WHAT THE TASK ASKS:
Copy out verbatim everything in the data below, from the line containing "point_to SHOULD mark one point per instance of the fly wing" down to the end of the data.

(Point placement data)
- - - - -
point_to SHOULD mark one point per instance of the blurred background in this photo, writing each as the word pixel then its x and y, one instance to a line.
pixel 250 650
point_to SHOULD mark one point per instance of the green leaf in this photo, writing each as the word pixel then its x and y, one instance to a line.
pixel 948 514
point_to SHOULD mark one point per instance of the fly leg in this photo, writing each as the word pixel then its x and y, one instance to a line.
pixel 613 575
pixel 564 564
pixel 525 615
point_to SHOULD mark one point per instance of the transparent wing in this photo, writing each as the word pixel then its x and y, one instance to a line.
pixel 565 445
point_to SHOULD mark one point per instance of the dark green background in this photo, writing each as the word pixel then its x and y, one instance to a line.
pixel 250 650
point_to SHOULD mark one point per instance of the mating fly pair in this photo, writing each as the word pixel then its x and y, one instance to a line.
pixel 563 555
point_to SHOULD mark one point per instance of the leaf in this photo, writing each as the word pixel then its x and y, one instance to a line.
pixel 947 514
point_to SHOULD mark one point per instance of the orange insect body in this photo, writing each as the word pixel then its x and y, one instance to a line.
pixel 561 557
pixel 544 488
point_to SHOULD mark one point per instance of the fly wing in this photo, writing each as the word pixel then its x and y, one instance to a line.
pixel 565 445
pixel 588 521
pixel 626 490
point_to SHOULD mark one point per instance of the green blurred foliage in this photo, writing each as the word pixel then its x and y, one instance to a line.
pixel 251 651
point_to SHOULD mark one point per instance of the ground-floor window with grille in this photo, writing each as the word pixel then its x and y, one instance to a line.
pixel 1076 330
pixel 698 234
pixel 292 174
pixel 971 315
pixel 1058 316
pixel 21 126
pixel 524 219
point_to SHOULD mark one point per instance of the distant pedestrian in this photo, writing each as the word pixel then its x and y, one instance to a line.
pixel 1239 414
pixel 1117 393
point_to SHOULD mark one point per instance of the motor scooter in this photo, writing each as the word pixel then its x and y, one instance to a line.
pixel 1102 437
- - - - -
SOLUTION TO THIS EXERCISE:
point_to SHOULD mark one point per instance of the fly wing in this photo, writing each as the word pixel then its x and y, one instance to a line.
pixel 565 445
pixel 588 521
pixel 626 490
point_to SHOULD mark one point per instance of the green blurred foliage in this photo, writing each as the word pixel then its x and y, one instance to a line.
pixel 251 651
point_to SHOULD mark one point per instance of the ground-floor window with grille in this photo, writing each as the word pixel then its x and y, one instance to a line.
pixel 1076 330
pixel 698 234
pixel 292 174
pixel 971 315
pixel 1058 316
pixel 21 126
pixel 524 219
point_to SHOULD mark one point per instance of the distant pedestrian in this photo, writing each as the word pixel then its x and y, one instance to a line.
pixel 1239 414
pixel 1117 393
point_to SHOULD mark one point per instance of the motor scooter in this photo, writing each as the word pixel then its x and y, one instance to a line.
pixel 1102 437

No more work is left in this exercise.